◆ **Aufgaben**
(a) Liste alle Umschreibungen auf, die in der Glosse über hohle Phrasen zur Erklärung von „Die Struktur steht.“ genannt werden, bevor die Erklärung mit „Die Struktur eben.“ endet.
(b) Führe die Glosse über hohle Phrasen im selben Ton fort und beginne nach ihrem letzten Satz.
-------- Dokumentabschnitt
Meine Frau war auf der Veranstaltung eines Comedians namens Chris Tall. Allein der Name ein Brüller, oder? Für diejenigen, die ihn nicht kennen: Ein kleiner, dicker Junge mit schlechten Manieren, überlauter Stimme und platten Witzen. Meine Frau wurde unfreiwillig Zeugin eines bemerkenswerten Dialogs zwischen 2 kleinen, dicken Besuchern mit schlechten Manieren und überlauten Stimmen. Aufpassen, es geht los:

 

Der Mann: „Boah, ey, is datt voll hier.“

Die Frau: „Der hat ja auch voll die Bekanntheit!“

 

In ähnlichen Sphären bewegen sich die Statements von Sportlern und deren Trainern. Allerdings sind deren Phrasen nicht immer komplett hirnlos, sondern gelegentlich auch nur hohl. Beispiele? Gerne:

 

Am 8.11.2018 war ich mit meiner Frau in einem Berliner Hotel. Im ZDF lief das Morgenmagazin. Der Eishockey-Bundestrainer wurde interviewt. Auf eine Frage der Reporterin, deren Inhalt nichts zur Sache tut, wie übrigens bei allen Fragen an Sportler oder Trainer, antwortete er: „Die Struktur steht.“ Meine Frau fragte mich, was er damit meine. Ich erklärte es ihr: „Er meint das Grundgerüst. Das Drumherum. Das Große und Ganze. Das Gesamtkonzept. Die Struktur eben.“ Der Trainer ergänzte, er wechsele jetzt zu Änetschäl. Meine Frau: „Wohin wechselt der?“ Ich: „Zur Änetschäl.“ Sie: „Was ist das?“ Ich: „Mein Gott, du hast ja nicht die geringste Ahnung vom Eishockey.“ Dann gingen wir zum Frühstück.

 

Am 01.12.2018 ergötzten wir uns im Fernsehen an den Worten eines Fußballspielers nach dem Spiel Hoffenheim gegen Schalke. Der Spieler der unterlegenen Mannschaft sagte: „Mit einer klaren Linie hätten wir das Spiel heute gewonnen.“ Meine Frau: „Koksen die?“ Ich: „Nein, Sportler reden immer so.“ Meine Frau: „Wäre es nicht besser, die würden sich den Arsch aufreißen (Sorry, aber das ist Fußballersprache) als klare Linien zu ziehen?“ Ich: „Was soll das, du hast doch sowieso keine Ahnung vom Fußball.“ Meine Frau: „Ja, aber der doch offensichtlich auch nicht.“ Ich bekam Lust auf intelligentes Fernsehen und schaltete um zu „Frauentausch“.
----------------
-------- Gespeicherte Daten
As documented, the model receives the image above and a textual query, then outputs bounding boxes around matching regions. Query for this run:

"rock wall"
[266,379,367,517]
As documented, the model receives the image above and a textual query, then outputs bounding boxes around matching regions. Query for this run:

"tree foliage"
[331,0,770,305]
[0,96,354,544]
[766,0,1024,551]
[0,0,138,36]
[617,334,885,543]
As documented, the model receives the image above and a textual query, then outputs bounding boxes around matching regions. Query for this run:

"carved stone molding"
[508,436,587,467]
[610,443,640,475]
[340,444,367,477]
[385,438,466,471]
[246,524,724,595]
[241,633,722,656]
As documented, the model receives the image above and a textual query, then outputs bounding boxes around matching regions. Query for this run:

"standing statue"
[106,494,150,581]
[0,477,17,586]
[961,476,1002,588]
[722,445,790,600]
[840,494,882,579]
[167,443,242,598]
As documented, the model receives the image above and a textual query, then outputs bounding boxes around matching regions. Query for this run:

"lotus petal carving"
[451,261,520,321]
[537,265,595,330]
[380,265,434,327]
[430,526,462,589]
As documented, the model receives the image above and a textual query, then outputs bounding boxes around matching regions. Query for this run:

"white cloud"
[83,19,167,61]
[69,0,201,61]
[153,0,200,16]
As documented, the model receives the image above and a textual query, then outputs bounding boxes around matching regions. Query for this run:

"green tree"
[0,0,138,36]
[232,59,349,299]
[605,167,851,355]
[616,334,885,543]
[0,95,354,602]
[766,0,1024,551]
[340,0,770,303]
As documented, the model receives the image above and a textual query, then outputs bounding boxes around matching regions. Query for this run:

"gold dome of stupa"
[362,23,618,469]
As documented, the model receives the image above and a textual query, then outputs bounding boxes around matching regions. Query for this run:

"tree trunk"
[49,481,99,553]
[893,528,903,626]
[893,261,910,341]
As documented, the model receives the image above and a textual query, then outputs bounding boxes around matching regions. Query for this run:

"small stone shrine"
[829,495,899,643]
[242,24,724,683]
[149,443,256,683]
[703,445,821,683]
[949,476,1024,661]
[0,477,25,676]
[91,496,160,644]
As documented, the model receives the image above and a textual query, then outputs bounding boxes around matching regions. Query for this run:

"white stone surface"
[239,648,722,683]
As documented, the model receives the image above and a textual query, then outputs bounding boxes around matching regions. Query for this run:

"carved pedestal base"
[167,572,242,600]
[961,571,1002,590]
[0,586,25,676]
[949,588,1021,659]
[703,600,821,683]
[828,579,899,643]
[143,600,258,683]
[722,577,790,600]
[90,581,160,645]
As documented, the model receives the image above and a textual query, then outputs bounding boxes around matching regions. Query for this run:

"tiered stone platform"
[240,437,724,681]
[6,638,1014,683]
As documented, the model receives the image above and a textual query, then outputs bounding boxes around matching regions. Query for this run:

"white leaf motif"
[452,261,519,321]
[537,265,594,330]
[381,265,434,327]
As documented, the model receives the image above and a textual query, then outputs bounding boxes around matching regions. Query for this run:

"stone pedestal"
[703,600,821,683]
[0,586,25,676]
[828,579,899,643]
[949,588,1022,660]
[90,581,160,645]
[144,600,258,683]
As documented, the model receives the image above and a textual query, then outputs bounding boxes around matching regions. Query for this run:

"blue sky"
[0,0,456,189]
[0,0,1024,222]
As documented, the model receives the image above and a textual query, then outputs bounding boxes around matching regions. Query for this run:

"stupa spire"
----------------
◆ **Lösungen je Aufgabe**
(a) Das Grundgerüst, das Drumherum, das Große und Ganze, das Gesamtkonzept

(b)
Doch kommen wir zur Sache. Wieder einmal geht es um eine Kreuzfahrt (siehe 20. Wendt der Woche). Warum diese populäre Art, seinen Urlaub zu verbringen, Kreuzfahrt genannt wird, ist mir ein Rätsel. Ebenso wie die Frage, ob der Kläger dieses Gerichtsverfahrens über ein handelsübliches Gehirn verfügte. Oder Fußballprofi war. Oder Fan von Chris Tall. Oder beides. Urteilen Sie bitte selbst:

 

Der Kläger buchte für sich und seine Ehefrau eine vierzehntägige Kreuzfahrt zum Preis von knapp 10.000 €. Ziel: Mauritius und Madagaskar. Im Reisekatalog wurde die Reise u.a. mit „Bordsprache Deutsch“ beworben. Unter den 350 Reisenden waren Menschen aus sieben verschiedenen europäischen Nationen. Die Durchsagen an Bord erfolgten auf Deutsch und einigen anderen Sprachen. Das störte den Kläger beträchtlich. Er hatte angenommen, seine Mitreisenden seien ausschließlich deutsche Staatsangehörige und die Bordsprache sei ausschließlich deutsch. Deswegen und wegen einiger anderer behaupteter Mängel verlangte er knapp die Hälfte des Reisepreises zurück.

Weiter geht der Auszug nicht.